◆ Task instructions ◆
Return every record exactly. Omit nothing.

Saved entries:
-- Opening Marker --

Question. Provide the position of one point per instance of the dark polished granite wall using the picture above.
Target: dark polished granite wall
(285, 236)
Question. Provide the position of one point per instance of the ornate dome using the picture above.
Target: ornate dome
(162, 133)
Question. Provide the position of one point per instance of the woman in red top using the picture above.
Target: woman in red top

-- Closing Marker --

◆ Problem solution ◆
Question. Provide the position of one point per instance of the dark polished granite wall using the picture above.
Target: dark polished granite wall
(285, 236)
Question. Provide the position of one point per instance of the ornate dome using the picture above.
Target: ornate dome
(162, 133)
Question. Provide the position of one point per instance of the woman in red top using the picture above.
Target: woman in red top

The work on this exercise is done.